▶ [Exercise description]
Look through the entries. Copy each line that has the word "block".

▶ [Material for this task]

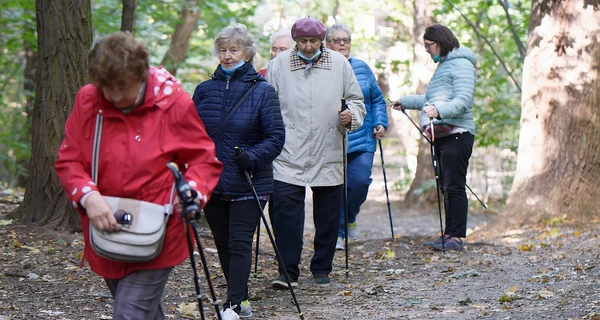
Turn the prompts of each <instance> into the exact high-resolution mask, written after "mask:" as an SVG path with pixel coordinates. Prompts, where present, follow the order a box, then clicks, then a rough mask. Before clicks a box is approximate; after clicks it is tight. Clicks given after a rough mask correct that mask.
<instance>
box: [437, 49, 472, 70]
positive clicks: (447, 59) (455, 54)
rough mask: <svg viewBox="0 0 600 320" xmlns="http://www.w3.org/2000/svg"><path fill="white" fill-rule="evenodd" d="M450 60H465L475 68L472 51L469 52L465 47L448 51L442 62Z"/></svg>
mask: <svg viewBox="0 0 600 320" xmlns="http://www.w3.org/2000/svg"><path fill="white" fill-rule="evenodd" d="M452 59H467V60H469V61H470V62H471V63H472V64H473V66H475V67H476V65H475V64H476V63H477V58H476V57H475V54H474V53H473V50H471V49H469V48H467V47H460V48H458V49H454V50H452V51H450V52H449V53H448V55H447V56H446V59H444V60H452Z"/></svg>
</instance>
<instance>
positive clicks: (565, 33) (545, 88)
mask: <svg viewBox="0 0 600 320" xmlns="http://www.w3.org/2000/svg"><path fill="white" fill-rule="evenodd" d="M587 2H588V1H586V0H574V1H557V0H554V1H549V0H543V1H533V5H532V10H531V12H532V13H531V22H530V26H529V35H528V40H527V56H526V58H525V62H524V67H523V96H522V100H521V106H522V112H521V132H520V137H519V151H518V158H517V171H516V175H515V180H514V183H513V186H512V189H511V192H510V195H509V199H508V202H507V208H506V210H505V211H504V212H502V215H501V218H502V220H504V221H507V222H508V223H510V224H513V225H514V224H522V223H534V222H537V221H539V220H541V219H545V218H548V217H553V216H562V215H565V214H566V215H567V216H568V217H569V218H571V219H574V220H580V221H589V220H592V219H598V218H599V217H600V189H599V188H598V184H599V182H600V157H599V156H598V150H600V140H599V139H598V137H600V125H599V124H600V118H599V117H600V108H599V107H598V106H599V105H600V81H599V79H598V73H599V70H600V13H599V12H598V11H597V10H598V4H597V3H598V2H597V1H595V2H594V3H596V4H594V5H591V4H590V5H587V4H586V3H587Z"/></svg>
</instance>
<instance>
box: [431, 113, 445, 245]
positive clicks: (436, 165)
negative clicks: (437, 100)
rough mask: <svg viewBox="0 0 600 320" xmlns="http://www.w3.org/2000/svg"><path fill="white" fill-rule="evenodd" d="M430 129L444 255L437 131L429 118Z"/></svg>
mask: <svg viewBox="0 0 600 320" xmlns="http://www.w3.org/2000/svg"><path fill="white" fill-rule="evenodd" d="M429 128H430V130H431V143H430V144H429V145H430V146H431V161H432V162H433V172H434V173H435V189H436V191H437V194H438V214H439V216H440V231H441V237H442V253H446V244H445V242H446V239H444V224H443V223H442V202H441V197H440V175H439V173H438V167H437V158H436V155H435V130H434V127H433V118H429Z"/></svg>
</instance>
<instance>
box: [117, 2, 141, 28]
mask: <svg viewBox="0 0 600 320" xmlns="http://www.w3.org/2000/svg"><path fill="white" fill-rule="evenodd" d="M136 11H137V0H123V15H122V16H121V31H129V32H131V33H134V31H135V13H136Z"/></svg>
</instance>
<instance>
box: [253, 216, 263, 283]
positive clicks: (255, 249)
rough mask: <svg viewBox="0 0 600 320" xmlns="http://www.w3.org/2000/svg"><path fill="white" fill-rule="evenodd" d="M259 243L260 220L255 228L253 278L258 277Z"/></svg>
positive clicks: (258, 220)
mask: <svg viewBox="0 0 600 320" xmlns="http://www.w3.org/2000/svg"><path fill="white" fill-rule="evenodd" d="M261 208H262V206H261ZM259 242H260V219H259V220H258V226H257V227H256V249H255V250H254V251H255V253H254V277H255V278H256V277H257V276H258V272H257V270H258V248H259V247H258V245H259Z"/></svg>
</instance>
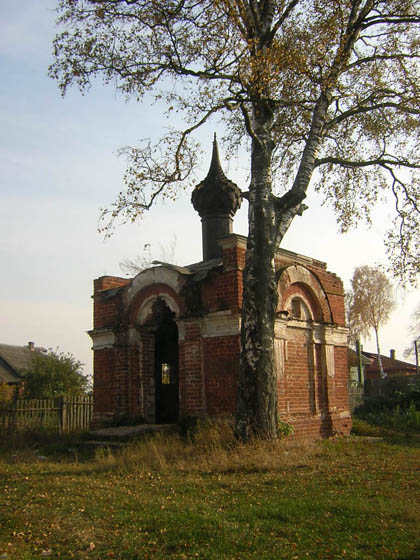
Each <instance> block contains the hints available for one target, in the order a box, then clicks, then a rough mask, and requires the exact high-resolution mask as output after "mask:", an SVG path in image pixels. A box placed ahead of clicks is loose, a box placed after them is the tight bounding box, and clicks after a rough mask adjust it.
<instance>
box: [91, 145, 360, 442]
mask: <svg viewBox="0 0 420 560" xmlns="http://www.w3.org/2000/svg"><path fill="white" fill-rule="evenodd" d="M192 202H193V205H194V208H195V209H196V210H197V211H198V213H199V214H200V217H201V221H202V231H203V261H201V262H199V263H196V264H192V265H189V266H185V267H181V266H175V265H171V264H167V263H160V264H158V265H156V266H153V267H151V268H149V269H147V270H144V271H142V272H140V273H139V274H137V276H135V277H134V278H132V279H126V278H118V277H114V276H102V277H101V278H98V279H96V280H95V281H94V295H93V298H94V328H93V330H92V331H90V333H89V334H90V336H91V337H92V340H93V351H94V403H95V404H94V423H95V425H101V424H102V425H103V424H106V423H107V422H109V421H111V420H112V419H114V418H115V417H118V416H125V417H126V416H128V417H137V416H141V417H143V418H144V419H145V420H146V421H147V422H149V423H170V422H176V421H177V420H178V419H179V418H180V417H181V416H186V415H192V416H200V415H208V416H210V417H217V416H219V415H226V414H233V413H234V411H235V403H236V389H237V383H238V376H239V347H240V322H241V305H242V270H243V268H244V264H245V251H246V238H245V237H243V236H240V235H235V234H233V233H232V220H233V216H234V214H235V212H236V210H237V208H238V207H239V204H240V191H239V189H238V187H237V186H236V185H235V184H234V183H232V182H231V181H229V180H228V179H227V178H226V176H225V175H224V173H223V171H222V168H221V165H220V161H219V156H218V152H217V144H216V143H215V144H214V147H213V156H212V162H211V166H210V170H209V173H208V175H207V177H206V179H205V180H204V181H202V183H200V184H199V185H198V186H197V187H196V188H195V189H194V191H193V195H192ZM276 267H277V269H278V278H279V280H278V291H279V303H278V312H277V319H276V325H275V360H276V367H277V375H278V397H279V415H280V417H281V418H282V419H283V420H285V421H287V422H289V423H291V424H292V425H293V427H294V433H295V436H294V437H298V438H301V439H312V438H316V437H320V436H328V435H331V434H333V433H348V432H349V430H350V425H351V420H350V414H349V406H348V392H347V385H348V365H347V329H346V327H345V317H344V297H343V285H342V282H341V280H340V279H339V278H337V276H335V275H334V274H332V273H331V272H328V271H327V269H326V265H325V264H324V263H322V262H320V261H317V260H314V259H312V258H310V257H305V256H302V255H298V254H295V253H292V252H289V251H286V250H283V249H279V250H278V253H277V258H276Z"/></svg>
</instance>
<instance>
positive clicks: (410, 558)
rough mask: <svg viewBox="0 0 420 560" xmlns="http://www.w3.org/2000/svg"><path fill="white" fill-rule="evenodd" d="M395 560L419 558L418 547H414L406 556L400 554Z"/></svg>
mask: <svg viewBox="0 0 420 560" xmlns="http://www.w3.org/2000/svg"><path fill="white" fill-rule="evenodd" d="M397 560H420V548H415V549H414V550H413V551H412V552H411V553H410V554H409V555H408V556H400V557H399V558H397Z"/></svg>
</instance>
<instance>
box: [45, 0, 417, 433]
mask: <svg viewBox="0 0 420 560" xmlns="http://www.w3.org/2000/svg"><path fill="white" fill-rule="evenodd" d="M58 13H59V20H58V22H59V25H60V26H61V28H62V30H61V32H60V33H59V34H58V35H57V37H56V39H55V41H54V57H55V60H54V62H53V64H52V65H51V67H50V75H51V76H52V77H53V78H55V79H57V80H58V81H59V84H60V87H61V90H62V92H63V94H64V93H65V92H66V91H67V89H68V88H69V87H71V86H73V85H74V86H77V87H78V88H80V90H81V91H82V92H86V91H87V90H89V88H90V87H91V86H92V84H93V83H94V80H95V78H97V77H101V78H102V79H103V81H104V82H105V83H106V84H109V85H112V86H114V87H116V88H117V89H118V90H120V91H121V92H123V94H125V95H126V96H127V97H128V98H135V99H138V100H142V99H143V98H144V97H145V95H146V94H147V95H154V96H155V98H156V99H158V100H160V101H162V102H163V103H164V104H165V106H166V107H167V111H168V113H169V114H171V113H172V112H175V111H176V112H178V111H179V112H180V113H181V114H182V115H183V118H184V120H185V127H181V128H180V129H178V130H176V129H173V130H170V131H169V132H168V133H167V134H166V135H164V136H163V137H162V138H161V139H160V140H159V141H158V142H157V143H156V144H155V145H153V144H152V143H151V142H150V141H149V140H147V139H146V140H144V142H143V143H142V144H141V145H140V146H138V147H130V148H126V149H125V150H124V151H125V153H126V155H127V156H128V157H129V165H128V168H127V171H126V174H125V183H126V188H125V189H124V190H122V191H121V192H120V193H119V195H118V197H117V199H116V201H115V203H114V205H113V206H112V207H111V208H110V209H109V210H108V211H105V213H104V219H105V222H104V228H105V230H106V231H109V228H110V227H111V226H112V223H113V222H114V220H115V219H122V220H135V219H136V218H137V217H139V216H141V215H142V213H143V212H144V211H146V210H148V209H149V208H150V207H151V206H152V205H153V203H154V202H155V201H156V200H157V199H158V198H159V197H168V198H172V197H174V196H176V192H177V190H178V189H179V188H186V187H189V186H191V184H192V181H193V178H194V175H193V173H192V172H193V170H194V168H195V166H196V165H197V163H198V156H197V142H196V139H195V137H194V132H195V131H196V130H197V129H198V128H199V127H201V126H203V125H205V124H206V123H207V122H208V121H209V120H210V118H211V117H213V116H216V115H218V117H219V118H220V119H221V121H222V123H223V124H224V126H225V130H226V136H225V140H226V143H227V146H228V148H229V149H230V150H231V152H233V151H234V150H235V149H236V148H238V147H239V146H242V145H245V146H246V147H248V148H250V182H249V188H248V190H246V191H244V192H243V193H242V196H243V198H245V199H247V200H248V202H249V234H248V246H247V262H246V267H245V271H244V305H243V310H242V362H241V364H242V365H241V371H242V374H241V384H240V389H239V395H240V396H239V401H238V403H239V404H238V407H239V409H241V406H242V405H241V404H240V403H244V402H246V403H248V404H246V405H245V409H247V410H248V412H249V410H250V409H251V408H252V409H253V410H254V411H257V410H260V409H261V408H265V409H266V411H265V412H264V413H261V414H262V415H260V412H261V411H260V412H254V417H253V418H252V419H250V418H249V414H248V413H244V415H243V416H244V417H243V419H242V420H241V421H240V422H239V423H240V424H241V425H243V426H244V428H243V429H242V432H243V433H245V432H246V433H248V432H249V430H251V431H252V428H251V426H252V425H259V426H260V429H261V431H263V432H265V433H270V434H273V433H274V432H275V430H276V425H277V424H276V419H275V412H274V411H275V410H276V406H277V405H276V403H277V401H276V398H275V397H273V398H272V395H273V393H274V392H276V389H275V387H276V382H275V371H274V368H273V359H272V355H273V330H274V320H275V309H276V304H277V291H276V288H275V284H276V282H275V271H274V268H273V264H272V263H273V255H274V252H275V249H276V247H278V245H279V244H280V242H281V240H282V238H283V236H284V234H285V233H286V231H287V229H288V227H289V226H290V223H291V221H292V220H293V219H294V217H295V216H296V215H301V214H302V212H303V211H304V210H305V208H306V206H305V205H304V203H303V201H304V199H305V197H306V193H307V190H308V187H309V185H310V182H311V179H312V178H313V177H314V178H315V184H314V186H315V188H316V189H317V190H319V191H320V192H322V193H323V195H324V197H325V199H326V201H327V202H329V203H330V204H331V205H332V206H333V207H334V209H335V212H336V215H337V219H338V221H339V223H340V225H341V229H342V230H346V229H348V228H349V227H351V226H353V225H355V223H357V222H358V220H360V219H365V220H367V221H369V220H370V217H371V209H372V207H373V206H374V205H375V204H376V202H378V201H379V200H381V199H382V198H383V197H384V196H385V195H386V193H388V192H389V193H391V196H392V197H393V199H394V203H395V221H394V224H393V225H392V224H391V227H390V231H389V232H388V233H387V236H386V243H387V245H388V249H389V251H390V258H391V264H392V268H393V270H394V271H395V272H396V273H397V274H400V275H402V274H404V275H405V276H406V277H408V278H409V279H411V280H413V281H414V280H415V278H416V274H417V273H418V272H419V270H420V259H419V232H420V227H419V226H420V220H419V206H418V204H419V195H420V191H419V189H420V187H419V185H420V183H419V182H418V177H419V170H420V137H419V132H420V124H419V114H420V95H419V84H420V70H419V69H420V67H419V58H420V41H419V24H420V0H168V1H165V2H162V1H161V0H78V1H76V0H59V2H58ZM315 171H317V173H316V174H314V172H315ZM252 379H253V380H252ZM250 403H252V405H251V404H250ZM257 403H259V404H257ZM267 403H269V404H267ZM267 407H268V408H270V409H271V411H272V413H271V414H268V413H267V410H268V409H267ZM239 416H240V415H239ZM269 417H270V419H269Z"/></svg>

==

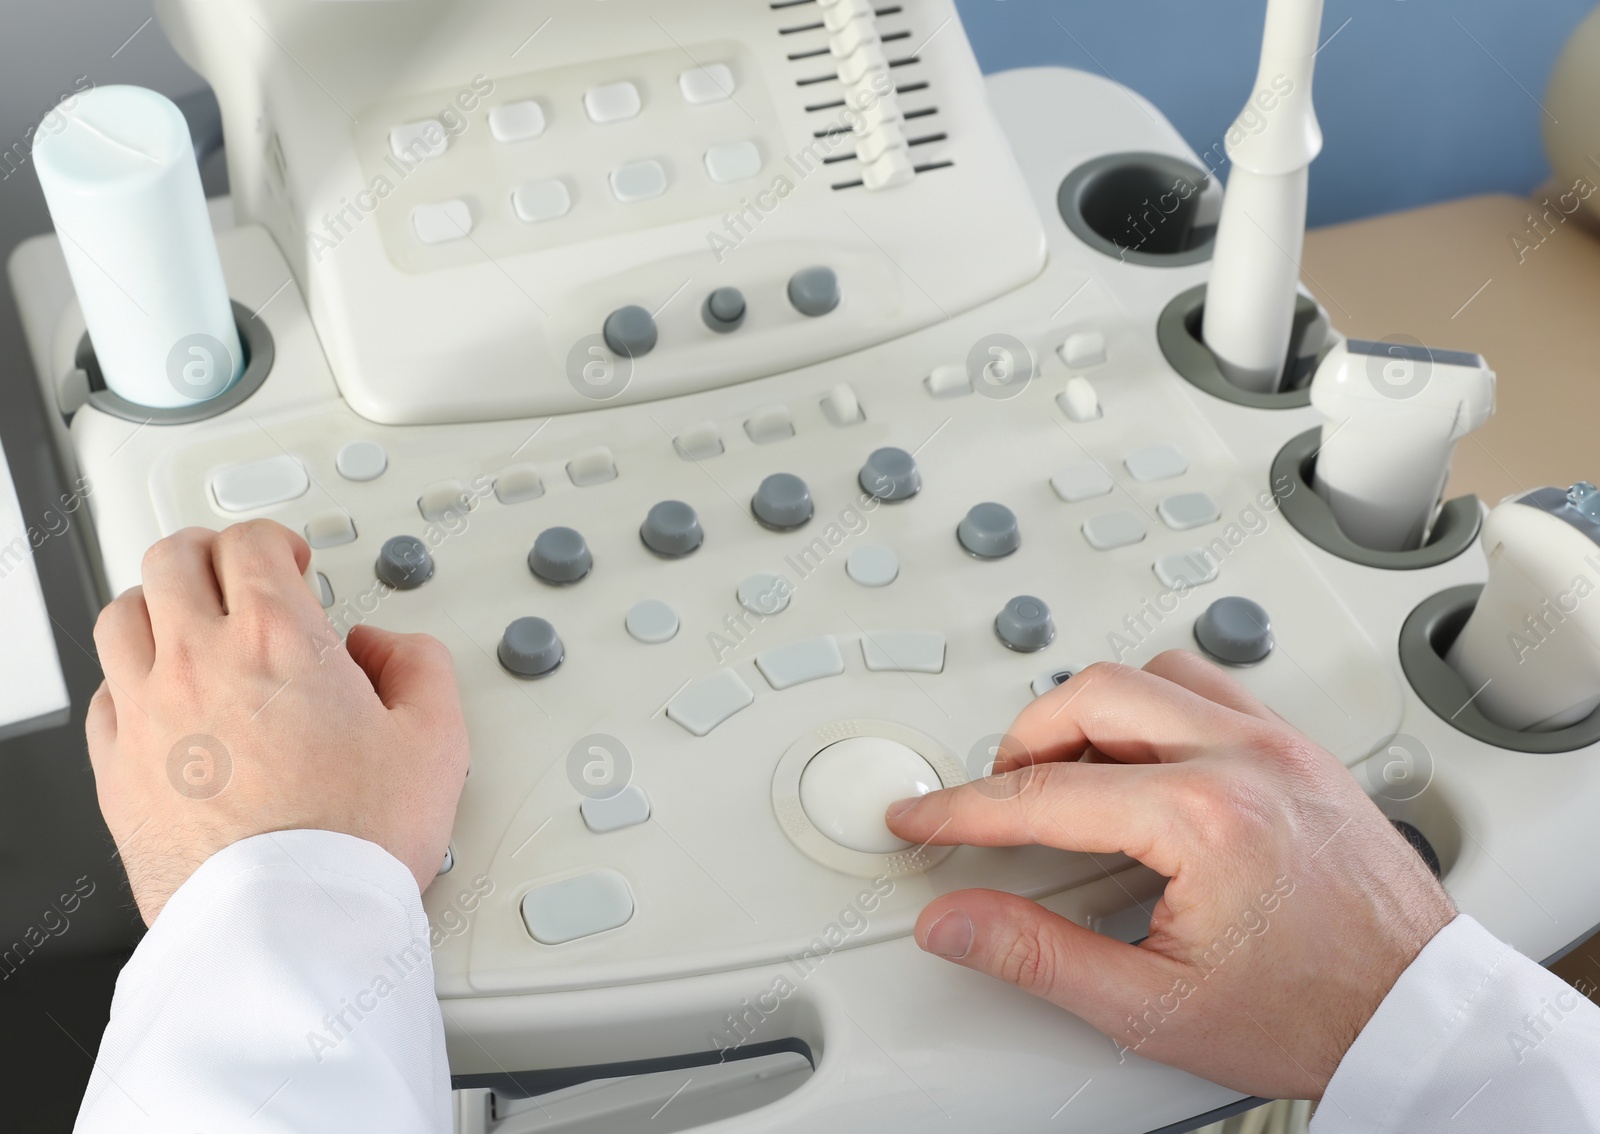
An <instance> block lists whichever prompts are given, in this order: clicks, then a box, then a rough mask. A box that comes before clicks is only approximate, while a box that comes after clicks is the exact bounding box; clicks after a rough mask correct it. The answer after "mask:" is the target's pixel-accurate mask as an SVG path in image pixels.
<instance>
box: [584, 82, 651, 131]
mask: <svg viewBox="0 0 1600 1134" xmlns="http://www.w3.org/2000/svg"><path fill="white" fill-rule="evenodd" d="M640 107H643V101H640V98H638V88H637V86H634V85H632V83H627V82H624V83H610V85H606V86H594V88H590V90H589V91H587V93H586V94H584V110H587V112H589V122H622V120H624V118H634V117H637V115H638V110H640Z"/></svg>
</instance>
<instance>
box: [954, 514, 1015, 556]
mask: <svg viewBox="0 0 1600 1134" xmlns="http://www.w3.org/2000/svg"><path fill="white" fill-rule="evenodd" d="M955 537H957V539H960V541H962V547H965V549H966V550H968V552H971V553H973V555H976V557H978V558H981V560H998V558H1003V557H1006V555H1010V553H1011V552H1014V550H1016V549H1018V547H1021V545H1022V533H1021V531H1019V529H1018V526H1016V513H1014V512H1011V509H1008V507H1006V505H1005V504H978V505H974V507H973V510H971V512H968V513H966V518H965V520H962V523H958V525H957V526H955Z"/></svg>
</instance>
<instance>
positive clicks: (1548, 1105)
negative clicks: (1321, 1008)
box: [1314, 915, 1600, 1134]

--

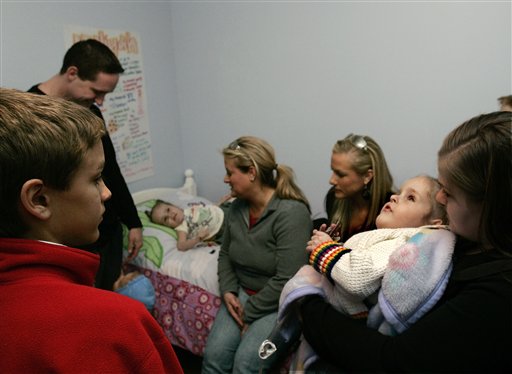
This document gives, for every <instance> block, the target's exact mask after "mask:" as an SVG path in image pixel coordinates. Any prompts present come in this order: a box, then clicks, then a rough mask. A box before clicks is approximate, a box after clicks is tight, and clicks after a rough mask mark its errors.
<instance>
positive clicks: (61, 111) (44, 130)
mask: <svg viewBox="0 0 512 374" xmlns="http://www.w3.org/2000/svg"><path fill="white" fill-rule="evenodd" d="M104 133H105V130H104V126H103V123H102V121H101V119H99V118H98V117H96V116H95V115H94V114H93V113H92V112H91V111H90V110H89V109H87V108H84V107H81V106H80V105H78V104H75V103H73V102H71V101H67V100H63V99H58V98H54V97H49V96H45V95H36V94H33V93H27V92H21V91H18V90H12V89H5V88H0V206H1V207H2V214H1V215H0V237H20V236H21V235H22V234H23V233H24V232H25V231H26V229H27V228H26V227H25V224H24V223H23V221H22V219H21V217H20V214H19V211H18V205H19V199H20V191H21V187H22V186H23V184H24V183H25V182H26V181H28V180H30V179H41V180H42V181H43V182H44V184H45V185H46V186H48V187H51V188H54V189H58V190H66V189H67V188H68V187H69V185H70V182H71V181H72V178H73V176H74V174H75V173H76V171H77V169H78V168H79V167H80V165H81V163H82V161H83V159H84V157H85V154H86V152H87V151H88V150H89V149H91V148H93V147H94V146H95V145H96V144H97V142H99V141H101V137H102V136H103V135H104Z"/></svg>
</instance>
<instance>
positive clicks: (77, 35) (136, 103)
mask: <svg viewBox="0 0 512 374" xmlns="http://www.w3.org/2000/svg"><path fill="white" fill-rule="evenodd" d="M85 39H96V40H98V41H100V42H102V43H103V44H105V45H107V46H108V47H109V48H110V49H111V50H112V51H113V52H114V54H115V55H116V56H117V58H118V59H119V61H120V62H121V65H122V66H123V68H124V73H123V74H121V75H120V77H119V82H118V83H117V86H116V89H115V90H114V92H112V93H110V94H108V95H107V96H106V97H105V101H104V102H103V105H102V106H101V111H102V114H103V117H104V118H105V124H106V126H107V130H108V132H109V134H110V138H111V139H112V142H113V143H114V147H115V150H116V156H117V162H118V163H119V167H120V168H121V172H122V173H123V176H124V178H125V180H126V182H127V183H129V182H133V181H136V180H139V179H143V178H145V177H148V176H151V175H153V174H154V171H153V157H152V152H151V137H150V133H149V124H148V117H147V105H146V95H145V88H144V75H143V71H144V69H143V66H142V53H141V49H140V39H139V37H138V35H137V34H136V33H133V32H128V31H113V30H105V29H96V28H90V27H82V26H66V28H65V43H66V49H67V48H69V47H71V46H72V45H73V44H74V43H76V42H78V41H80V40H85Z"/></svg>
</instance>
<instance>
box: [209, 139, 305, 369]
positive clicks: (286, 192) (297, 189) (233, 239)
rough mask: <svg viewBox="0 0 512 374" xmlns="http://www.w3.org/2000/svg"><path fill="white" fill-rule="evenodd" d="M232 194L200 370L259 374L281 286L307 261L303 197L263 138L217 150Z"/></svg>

▶ [Expected answer]
Each <instance> block contains the hints available for one target, in the order a box, then clicks, then a rough mask, and requires the exact high-resolution mask as output after "mask:", an SVG path in image pixels. A box placed ahead of clicks is loose, a box placed after them is the tight bounding box, and clicks after a rough mask adjust it.
An <instance> block lists whichever prompts are given, in this order: clicks, then a box, then a rough mask. A box that comes before clicks is only approximate, while a box that comes after clicks is the exact bounding box; clicks after a rough mask correct it. The answer after "mask:" is the target's pixel-accurate mask as an SVG path in image pixels.
This document gives, for every <instance> block, the target's exact mask after "mask:" as an SVG path in image pixel coordinates. Any prompts present come in this order: a box, then clicks, then a rough mask. A box before clicks is approximate, a box after clicks is tight, and clicks after a rough mask mark its errors.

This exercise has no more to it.